[[ MATERIAL PROVIDED open ]]

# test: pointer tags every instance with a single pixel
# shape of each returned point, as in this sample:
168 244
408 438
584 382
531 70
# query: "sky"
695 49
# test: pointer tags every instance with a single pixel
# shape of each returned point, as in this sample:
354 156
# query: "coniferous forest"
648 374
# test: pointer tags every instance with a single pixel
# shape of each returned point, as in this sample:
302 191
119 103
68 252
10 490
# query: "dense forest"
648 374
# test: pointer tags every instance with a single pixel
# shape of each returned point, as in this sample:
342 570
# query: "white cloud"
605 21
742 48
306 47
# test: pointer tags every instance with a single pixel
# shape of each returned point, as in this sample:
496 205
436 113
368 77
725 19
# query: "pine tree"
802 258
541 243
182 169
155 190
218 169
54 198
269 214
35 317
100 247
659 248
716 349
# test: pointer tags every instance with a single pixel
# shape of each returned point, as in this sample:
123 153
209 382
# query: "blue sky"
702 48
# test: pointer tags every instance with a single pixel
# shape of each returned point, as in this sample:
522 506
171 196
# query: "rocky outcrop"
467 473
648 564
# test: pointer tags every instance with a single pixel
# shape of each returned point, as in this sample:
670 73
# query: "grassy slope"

[[ MATERIAL PROVIDED closed ]]

# WORK REQUEST
Retype all the records, matching them exactly.

# THE COMPLETED TASK
# test: pointer tags every instance with a single pixel
# shape of each returned point, as in this sample:
168 244
408 438
584 382
531 70
# query: "sky"
695 49
# test: pointer tags every instance with a single pixel
# shape of each returned point, as in this sample:
354 156
# query: "coniferous forest"
648 374
# test: pointer tags every instance with a single pixel
# shape of each returned point, as in this sample:
302 191
119 103
68 252
10 490
# query: "dense forest"
648 374
# test: pointer tags every instance with a single pixel
# shape of each returned point, as in this sample:
342 570
# query: "white cloud"
605 21
742 48
306 47
# test: pointer tags every instance with a single pixel
# shape of each returned point, as in this sample:
496 205
436 113
368 77
725 19
# query: "pine tree"
802 258
541 243
182 169
155 190
218 169
54 198
269 214
35 317
100 247
659 248
716 349
# test: pointer tags every instance with a single pixel
# shape of each returned point, as in this sample:
123 153
209 382
# query: "blue sky"
702 48
# test: pointer tags every instance with a single pixel
# shape of each returned point, as in this sample:
522 506
171 196
# query: "rocky outcrop"
467 473
648 564
# test: pointer tags every instance with a single pixel
# shape of each returned point, as in this sample:
670 73
# query: "grassy slope"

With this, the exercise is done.